Failles, attaques et exploits… et certification

B : À quoi sont dûs les problèmes de sécurité informatique ?
SdM : Le code utilisé est globalement de mauvaise qualité et, de ce fait, il existe des failles qui ouvrent la porte à des attaques. Le plus souvent, ce sont des failles involontaires, qui existent parce que le code a été écrit de façon hâtive. Il peut y avoir aussi des failles intentionnelles, quelqu’un mettant volontairement un piège dans le code.

Il y a des sociétés, notamment aux USA, dont le travail est de trouver les failles dans le logiciel. C’est toute une économie souterraine : trouver une faille et la vendre. Quand on trouve une faille, on y associe un « exploit » (*), un code d’attaque qui va exploiter la faille. On peut vendre un exploit à un éditeur de logiciels (pour qu’il comble la faille) ou à des criminels. Si une telle vente est interdite par la loi en France, cela se fait dans le monde anglo-saxon. Pour ma part, si je trouve une faille dans un logiciel, je préviens l’éditeur en disant : « on vous donne trois mois pour le corriger, et si ce n’est pas fait, on prévient le public ».

C’est pour pallier au risque de faille qu’on met en place des processus de certification de code. Mais développer un code sans faille, ou avec moins de failles, cela peut avoir un coût faramineux. On ne peut pas repenser tout un système d’exploitation, et même dans des systèmes très stratégiques, il est impensable de réécrire tout le code. Ça coûterait trop cher.

B : Comment certifiez-vous le code ?
SdM : Il y a différentes méthodes. J’ai des laboratoires de certification. Nous n’écrivons pas le code. Nous l’évaluons selon un schéma de certification, suivant une échelle de sûreté qui va de 1 à 7. En France, la certification est gérée par l’ANSSI (Agence Nationale de la Sécurité des Systèmes d’Information). Le commanditaire dit : « Je voudrais que vous certifiez cette puce », et l’ANSSI répond « Adressez vous à l’un des laboratoires suivants qui ont été agréés». Sur l’échelle, le 1 signifie « J’ai une confiance minimum », et le 7 signifie « j’ai une confiance absolue ». Le niveau « évaluation assurance niveau 7 » ne peut être obtenu que par des méthodes formelles, de preuve de sécurité. Par exemple, nous avons certifié au niveau 7 un élément de code Java pour Gemalto. Il y a peu de spécialistes des méthodes formelles dans le monde, un seul dans mon équipe. Dans le monde bancaire, on se contente des niveaux 2 et 3. On fait des tests en laboratoire, on sollicite le code, on regarde la consommation électrique pour voir si c’est normal. On fait ça avec du laser, de l’optique, il y a tout un tas d’équipements qui permettent de s’assurer que le code « ne fuit pas ». Pour la certification de hardware, le contrôle se faire à un niveau très bas. On a le plan des puces, le composant, et on sait le découper en couches pour retrouver le silicium et faire des comparaisons.

B : Le code lui-même est-il à votre disposition?

Énoncé 1: D'après l'extrait sur la sécurité informatique, quel organisme gère la certification en France ?
Énoncé 2: Réécrivez le passage de l'extrait sur la sécurité informatique allant de « C’est pour pallier » à « certifiez-vous le code ? », en remplaçant « faramineux » par « exorbitant ».
Les enregistrements ne sont pas nécessaires ici.

[Données recueillies]
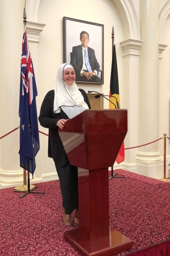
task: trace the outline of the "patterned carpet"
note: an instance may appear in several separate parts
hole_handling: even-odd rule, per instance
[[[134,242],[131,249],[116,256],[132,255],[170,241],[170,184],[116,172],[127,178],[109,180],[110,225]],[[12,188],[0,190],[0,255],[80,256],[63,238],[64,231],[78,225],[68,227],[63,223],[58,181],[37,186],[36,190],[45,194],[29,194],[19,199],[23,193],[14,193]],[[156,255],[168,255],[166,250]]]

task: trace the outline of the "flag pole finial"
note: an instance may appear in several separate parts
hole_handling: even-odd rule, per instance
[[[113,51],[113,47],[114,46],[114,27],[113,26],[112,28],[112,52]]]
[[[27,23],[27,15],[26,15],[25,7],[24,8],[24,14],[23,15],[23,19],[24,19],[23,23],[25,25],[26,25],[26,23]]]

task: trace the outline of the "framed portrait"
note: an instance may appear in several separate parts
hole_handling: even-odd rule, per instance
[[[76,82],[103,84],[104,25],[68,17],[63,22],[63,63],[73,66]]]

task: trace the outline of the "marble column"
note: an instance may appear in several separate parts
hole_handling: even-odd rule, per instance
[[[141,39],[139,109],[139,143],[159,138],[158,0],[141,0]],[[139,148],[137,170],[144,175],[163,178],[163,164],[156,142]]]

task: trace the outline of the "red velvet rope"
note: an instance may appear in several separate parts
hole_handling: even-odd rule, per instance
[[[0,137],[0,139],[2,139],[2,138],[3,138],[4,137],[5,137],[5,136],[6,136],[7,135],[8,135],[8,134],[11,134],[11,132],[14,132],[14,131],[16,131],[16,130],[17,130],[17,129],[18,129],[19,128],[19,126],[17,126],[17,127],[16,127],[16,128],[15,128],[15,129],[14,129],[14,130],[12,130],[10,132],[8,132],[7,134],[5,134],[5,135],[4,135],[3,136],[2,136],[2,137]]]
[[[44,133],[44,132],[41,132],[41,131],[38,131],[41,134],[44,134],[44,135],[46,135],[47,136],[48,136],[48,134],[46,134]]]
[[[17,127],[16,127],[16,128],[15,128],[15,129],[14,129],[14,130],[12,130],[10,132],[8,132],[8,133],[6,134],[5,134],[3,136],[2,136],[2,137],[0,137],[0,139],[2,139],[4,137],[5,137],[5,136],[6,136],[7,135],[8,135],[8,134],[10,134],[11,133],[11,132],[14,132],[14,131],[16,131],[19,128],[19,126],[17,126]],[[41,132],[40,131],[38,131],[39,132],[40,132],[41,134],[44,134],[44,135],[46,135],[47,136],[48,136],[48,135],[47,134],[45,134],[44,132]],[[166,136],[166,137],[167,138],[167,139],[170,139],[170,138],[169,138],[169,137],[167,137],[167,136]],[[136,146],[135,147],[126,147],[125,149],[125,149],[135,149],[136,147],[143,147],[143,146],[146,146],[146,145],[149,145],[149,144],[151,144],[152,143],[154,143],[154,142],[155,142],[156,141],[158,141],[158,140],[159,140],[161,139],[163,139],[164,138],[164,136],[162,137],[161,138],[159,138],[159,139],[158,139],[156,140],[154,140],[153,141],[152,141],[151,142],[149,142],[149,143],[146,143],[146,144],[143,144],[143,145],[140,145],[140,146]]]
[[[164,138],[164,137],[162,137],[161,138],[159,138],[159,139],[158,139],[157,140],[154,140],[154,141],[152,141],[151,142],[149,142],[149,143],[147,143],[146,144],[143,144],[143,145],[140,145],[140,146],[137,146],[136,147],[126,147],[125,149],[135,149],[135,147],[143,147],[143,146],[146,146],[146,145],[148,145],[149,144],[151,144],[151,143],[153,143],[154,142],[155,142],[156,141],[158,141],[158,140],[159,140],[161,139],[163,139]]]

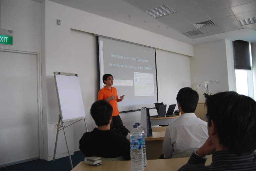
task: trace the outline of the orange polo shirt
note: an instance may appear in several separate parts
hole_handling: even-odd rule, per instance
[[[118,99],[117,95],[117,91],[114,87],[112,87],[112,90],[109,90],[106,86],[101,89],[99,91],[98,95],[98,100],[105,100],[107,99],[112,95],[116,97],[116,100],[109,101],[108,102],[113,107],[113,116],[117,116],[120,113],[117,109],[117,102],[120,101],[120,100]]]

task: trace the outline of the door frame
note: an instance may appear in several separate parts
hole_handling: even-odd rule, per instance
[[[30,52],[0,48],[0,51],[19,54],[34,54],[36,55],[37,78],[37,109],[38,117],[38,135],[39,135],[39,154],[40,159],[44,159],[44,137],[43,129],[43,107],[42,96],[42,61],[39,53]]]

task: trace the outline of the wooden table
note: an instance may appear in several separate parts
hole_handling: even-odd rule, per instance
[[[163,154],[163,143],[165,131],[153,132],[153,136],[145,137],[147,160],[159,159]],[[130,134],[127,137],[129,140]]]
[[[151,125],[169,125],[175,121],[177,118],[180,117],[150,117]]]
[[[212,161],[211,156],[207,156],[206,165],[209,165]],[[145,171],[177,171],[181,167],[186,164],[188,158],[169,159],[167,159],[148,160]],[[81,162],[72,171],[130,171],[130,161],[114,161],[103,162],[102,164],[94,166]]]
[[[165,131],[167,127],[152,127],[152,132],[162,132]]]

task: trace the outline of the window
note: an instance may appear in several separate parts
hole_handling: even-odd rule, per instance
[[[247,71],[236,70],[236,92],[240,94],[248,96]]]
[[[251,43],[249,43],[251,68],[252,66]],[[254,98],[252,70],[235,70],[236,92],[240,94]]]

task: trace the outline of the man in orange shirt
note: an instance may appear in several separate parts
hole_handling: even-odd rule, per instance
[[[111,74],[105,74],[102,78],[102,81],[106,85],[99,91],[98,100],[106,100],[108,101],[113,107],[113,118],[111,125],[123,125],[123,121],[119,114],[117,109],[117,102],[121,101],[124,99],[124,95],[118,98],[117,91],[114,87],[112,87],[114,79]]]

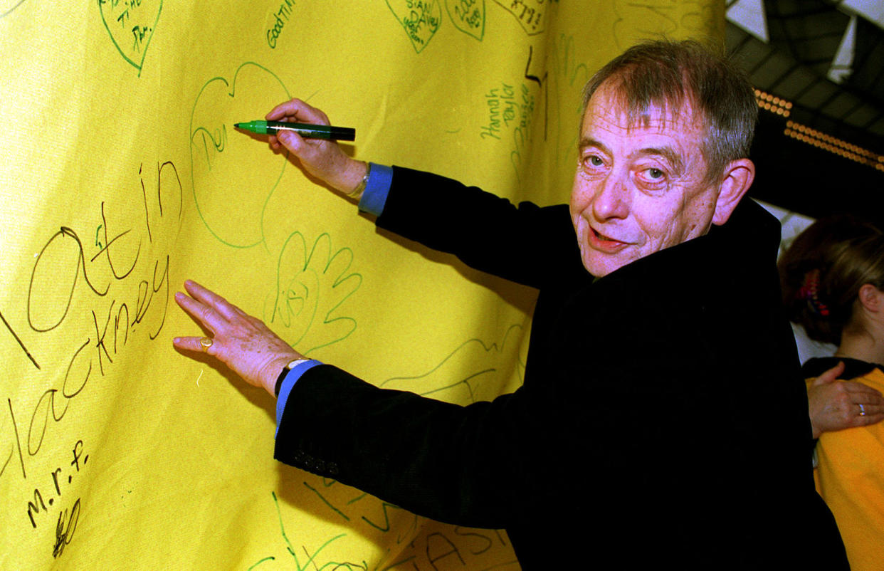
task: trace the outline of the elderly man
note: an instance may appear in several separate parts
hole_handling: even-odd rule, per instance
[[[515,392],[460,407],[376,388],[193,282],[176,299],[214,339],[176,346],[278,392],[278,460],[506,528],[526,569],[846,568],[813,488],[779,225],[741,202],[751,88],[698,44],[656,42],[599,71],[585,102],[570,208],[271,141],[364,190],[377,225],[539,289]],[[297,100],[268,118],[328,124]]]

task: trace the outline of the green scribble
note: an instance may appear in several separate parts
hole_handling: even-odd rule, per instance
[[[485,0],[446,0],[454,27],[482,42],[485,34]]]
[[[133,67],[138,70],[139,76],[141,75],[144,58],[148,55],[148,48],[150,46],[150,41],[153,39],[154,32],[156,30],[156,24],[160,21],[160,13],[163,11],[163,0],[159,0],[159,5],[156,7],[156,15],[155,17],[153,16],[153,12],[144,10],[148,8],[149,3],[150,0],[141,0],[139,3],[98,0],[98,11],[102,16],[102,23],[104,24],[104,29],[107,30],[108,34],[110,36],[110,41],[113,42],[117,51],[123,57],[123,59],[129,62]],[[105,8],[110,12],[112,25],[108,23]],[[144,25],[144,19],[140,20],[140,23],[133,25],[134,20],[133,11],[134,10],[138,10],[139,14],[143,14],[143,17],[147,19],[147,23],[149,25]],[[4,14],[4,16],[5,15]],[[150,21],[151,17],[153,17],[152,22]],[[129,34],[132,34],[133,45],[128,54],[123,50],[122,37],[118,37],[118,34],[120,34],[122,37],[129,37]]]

Solution proposée 1: L'ANSSI (Agence Nationale de la Sécurité des Systèmes d'Information).

Solution proposée 2:
C’est pour pallier au risque de faille qu’on met en place des processus de certification de code. Mais développer un code sans faille, ou avec moins de failles, cela peut avoir un coût exorbitant. On ne peut pas repenser tout un système d’exploitation, et même dans des systèmes très stratégiques, il est impensable de réécrire tout le code. Ça coûterait trop cher.

B : Comment certifiez-vous le code ?